## START RECORDED DATA
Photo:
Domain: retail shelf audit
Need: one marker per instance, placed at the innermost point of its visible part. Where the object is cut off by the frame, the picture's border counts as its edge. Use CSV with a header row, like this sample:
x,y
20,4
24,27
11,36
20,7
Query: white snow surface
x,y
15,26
## END RECORDED DATA
OBJECTIVE
Copy out every line of the entries above, word for word.

RIGHT ANSWER
Photo:
Domain: retail shelf audit
Need: one marker per instance, placed at the innermost point of its visible part. Where the object is cut off by the frame, the picture's border counts as its edge. Use CSV with a header row, like this sample:
x,y
20,4
24,27
11,36
20,7
Query: white snow surface
x,y
15,26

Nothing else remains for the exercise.